So… you may have noticed I’m a little inconsistent about updating here. This is because I’m a little inconsistent about my creative work in general. My brain has this peculiarity that makes me reject hard deadlines on sight — as soon as I establish something as a thing I “have” to do, it becomes the last thing I want to do. So I’ve struggled with coming up with a writing routine that doesn’t just make me stop cold in my tracks.

The solution that’s gotten me this far is working on a lot of different projects at once. I often find myself hesitating, reluctant to work on something, when I don’t know what I want to do next or where the story is going, when there’s a question I can’t answer. Instead of banging my head against this wall, I’ve found it most effective to switch gears entirely, work on something else, and inevitably while I’m focused elsewhere I stumble upon something that breaks my previous deadlock. Everything, every experience I have, every person I meet, every bit of work I do feeds every other bit, and I never know how something is going to be useful so I try to pay attention to everything that happens around me. It’s tough, but since this is mindfulness in essence, the attempt is good for my brain even when it doesn’t result in much productivity.

Stored items from a collection
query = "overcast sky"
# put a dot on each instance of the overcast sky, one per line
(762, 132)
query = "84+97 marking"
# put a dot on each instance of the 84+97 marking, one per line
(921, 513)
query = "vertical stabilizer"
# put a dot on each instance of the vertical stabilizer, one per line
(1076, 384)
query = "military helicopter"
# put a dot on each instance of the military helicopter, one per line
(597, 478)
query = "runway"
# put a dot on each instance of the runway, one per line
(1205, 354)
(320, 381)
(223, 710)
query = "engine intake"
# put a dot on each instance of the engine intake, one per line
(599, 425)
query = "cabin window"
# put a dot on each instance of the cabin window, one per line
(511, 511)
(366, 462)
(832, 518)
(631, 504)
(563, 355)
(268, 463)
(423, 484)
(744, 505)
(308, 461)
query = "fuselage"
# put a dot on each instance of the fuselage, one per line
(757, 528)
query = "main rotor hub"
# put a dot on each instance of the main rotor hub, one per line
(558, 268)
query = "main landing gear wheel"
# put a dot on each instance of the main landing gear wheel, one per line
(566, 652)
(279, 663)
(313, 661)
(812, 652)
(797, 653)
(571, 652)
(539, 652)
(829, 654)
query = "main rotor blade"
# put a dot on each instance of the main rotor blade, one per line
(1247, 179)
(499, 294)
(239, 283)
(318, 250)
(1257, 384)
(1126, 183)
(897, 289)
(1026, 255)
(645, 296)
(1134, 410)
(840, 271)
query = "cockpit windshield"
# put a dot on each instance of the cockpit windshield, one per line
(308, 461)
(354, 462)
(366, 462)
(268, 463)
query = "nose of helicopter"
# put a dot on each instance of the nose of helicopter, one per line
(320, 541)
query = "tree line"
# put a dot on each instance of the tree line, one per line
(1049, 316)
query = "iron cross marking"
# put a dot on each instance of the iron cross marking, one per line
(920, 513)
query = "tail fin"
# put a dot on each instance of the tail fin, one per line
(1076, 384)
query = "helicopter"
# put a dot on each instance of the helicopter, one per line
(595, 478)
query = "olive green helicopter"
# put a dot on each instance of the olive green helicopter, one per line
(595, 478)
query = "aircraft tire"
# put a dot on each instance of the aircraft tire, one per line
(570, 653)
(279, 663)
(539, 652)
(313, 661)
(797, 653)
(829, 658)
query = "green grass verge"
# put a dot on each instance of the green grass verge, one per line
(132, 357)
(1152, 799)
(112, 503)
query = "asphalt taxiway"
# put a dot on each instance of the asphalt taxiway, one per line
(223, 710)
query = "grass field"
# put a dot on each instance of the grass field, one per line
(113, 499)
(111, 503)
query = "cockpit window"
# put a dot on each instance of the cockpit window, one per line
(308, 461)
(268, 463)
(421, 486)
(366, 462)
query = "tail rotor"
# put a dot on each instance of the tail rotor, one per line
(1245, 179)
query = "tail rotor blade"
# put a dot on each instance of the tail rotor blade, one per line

Parts of the exercise ▸
1 – Decide whether each statement agrees with the writing-routine post, answering yes or no and quoting the deciding words: (a) The writer reacts to a hard deadline by wanting to do the task at once. (b) The writer works on many projects at the same time. (c) The writer calls the effort to notice everything mindfulness in essence.
2 – Proceed with the writing-routine post, carrying it on from where it stops.
The entries are not needed for this work.

Responses in order ▸
1 –
(a) No: "it becomes the last thing I want to do"
(b) Yes: "working on a lot of different projects at once"
(c) Yes: "since this is mindfulness in essence"

2 –
One issue I’ve had with the usual “write every day” advice is that shame spiral associated with a constant opportunity to fail. I get the impression that this is an issue other people don’t have as much, so it may not make sense to people with brains that work properly, but when I try to make myself write every day, what actually happens is I agonize every second of every day about writing, but don’t write at all. If I manage to keep it up for more than one day at a stretch, the pressure of the “streak” silences me, the weight of sunk cost if I stop now makes it impossible to think about anything else. If I skip a single day, the deep Well inside me starts to whisper about the futility of it all, the pointlessness of even trying if every day is another test and another opportunity to fail. This is the kind of trap my brain loves to set up — the kind where every road leads right back to this place, this still, lonely Well, this waiting room.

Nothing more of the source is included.